• [Extracted records]:
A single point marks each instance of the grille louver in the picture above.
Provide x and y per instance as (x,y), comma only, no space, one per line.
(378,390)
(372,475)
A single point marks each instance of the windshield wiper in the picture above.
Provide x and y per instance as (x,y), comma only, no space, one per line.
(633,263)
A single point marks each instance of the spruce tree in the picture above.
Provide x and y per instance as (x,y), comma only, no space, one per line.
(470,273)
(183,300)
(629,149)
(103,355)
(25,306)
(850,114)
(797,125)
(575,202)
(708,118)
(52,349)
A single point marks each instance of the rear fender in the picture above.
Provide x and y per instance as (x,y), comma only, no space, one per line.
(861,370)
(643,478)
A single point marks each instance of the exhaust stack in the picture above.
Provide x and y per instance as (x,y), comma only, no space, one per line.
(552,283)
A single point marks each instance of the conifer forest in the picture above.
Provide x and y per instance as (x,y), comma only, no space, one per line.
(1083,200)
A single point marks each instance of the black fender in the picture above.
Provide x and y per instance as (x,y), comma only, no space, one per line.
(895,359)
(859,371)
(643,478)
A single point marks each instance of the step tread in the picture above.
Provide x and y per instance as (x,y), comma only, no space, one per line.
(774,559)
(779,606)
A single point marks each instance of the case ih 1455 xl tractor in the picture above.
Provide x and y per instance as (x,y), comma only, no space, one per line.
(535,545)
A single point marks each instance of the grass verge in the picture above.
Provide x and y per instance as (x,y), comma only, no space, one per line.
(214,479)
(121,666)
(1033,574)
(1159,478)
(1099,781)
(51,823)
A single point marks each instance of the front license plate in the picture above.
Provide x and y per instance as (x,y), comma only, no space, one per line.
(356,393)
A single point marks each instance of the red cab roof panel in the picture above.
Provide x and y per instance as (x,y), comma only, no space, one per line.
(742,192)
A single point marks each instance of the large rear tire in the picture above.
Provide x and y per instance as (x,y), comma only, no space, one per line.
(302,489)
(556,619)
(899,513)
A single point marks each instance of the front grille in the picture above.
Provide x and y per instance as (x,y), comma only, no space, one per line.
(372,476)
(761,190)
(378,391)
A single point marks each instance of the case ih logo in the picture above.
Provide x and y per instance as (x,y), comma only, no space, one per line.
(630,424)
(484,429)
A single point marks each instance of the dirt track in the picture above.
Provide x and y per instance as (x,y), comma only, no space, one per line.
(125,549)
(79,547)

• [Exercise goal]:
Starting with the line above that holds "A single point marks each instance of the grass" and stopping with the line that holds "A single point marks each instance of the case ih logo", reproduce each line exactly, omitting all other lines.

• [Expected output]:
A single point marks each instance of the grass verge in the picture above.
Provide x and y per instance as (x,y), comma only, no space, one per line.
(214,479)
(121,666)
(1033,574)
(1159,478)
(1099,781)
(51,823)
A single point marks each instance of the front license plate in the picture above.
Provide x and y per instance as (x,y), comma only, no space, one per line.
(356,393)
A single point marks each instance of the red cab roof panel in the picture above.
Provide x and y per instance as (x,y), comma only, no space, one per line.
(742,192)
A single point marks each instance of the large rear tire in the picture above.
Provide x and y per instance as (x,y), comma only, no space, one per line.
(302,489)
(556,619)
(899,513)
A single point marks each instance of the front grille in the picture above.
Provide x and y per instance as (x,y), comma only, no space, one per line.
(372,476)
(761,190)
(378,391)
A single point marks each instance of the case ih logo in the picture above.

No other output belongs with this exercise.